**Extracted information**
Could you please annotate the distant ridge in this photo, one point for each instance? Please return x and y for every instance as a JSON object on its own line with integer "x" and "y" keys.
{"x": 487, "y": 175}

==

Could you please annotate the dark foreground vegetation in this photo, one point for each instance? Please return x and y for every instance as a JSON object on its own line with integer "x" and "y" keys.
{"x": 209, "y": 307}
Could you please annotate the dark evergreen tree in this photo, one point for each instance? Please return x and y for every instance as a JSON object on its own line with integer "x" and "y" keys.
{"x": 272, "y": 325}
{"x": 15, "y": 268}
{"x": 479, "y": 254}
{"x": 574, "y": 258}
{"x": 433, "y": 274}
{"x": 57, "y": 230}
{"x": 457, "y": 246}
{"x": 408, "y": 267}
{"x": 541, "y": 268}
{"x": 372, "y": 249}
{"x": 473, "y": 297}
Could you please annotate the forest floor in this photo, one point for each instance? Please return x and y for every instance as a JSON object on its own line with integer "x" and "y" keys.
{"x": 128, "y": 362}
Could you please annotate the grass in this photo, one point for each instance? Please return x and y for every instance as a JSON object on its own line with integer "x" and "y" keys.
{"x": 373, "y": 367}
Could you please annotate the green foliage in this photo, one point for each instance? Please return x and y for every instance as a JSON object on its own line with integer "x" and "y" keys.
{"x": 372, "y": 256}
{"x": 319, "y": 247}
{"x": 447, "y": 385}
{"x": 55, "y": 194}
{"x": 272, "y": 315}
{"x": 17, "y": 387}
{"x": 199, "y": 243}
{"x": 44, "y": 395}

* * *

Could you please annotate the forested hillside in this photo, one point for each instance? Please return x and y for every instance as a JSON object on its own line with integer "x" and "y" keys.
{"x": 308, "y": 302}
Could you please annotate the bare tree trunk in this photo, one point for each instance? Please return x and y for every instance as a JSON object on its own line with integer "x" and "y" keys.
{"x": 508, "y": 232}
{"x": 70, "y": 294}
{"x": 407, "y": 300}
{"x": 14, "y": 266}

**Objective**
Please count the lines in the listing above that contain the word "grass" and reply with that number alone.

**Correct response**
1